__JOB__.
Answer these from the text on making life easier:
1. What should a person do first when too angry?
2. What does regularly changing a car's oil save?
3. What should you do if you still want an impulse purchase after a day?

Life is hard. We don’t have to make it harder. The world is cruel enough as it is. I am making a list that is doable and can result in making life easier for everyone on an everyday basis. Some items may be easy. Others will need a change of attitude. I hope they become ingrained as habits.

Here goes.

1) I cannot say it more emphatically. Follow all traffic rules.

2) Always say “Please” and “Thank you.” Be sincere and look at the person you say these words to.

3) Try to lessen the noise level wherever you are. You can talk more softly while walking along streets, especially at night. Be considerate of your neighbors. You can also lower the volume of your car stereo when you are parked and your doors are open. You can avoid honking your car horn, too.

4) When you want something, as much as possible do not burden others to do it for you, especially if you can do it yourself.

5) When you are too angry, write down your feelings first. Wait a few hours before you decide to throw away that piece of paper or post it on social media.

6) Whenever possible, be aware of and respect everyone’s physical and emotional space.

7) Be kind and courteous to kasambahays, waiters, vendors, salespeople, taxi drivers, security guards, barangay tanods, small public officials who serve us daily.

8) When you have the sudden impulse to buy something, let the moment pass. If you still want it after a day, wait another day. Ask yourself if you really want it or need it. It is important that you know the difference. It happens often that a so-called must-have purchase loses its appeal shortly after you get it, and it ends up as trash piled up in your room.

You may ask, how does this make life easier for other people? It does because you will be one less confused person in this world. You will have more self-awareness, discernment and, hopefully, will do less harm to others.

9) Learn to really listen to people before giving advice. Everyone has something correct to say.

10) Change the oil of your car regularly. That simple act will save the lungs of people who have to breathe in your car exhaust.

11) No matter what the situation is, do not litter: do not throw out your garbage randomly. Especially, do not throw garbage out of your car. That is barbaric behavior and disrespectful to all sentient beings on the road. It is also dangerous. Look for a trash can. Or better yet, lessen your garbage by living more simply.

__SUPPLIED DATA__.
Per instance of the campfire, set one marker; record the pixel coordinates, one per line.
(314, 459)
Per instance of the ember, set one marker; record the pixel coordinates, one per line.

__CORRECT RESULT__.
1. Write down their feelings.
2. The lungs of people who have to breathe in the car's exhaust.
3. Wait another day.